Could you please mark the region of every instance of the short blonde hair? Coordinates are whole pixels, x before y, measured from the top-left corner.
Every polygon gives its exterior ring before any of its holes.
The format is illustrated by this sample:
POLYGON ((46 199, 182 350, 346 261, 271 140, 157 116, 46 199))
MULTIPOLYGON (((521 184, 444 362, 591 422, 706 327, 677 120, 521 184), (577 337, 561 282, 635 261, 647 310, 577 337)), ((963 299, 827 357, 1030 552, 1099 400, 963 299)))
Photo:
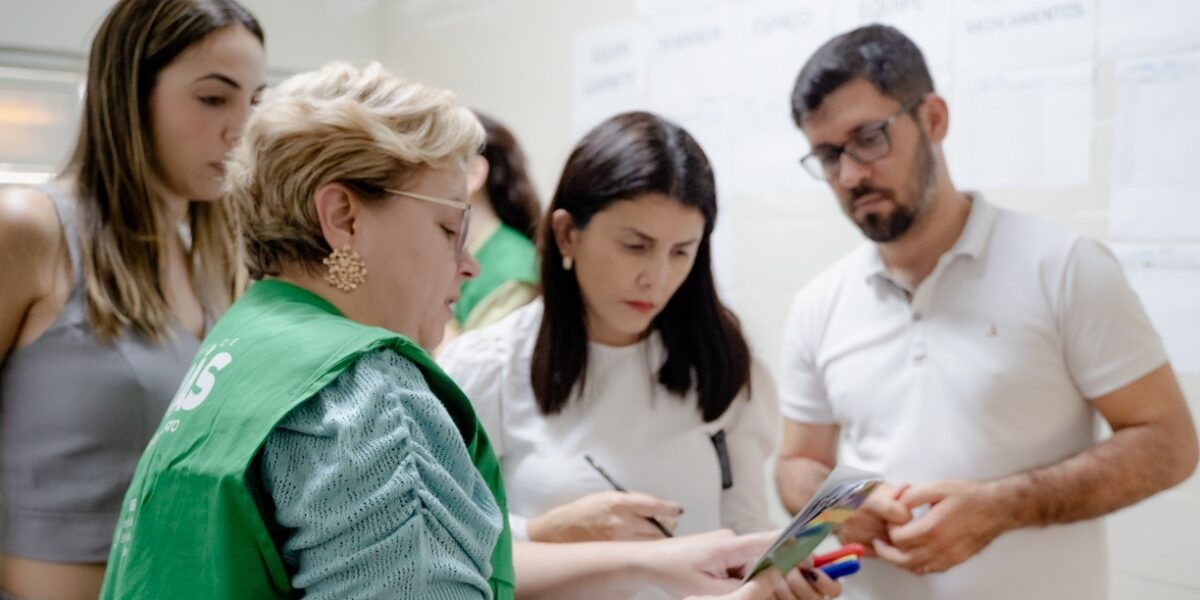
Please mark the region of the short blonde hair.
POLYGON ((331 249, 313 197, 342 182, 380 197, 421 169, 479 152, 483 127, 454 95, 378 63, 331 63, 269 90, 228 165, 250 276, 314 270, 331 249))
..........
**Directions**:
Go through the data and copy every line that includes "before".

**Your solution**:
Could you please mark the region of every instance of the short blonde hair? Coordinates are whole pixels, x before y, measured from the top-left corner.
Every polygon gives its exterior ring before any of its holes.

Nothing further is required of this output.